Take the entries that follow and return exactly the lines from the one holding "table and return the coordinates." through the one holding "crumb and return the coordinates.", both included. Nothing else is needed.

### RECORDS TO USE
============

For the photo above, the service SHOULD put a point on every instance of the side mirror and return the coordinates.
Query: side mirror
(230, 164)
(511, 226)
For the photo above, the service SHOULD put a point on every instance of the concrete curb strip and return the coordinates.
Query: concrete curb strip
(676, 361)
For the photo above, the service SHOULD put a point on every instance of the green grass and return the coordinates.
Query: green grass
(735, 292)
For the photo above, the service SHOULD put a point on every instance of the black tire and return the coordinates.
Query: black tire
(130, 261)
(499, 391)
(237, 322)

============

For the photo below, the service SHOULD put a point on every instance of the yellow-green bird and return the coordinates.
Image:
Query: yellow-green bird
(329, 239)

============

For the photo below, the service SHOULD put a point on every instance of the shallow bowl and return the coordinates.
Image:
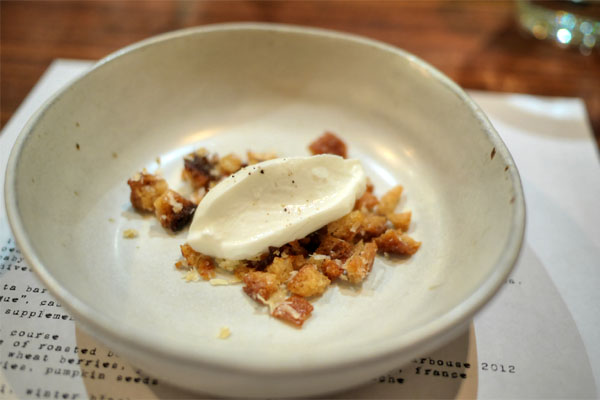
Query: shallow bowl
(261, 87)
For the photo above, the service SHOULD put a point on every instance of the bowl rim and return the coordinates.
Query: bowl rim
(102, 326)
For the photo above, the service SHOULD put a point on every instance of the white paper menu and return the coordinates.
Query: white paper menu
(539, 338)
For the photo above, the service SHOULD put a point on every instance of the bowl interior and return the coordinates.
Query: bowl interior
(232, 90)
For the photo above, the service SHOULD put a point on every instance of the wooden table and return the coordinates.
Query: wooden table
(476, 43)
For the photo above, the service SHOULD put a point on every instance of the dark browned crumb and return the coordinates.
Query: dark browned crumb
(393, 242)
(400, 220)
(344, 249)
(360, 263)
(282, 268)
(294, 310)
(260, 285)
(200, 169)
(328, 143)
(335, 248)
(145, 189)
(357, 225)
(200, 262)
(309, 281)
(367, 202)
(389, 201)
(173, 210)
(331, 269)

============

### RESULT FOR THIS TASK
For the photo above, the service SHOULD put a point on every instance of the wooden table and return the coordinates.
Query: wooden table
(476, 43)
For the photo above, the service SHOULD put a point on every instance of the dark browned crumb and return the coordinates.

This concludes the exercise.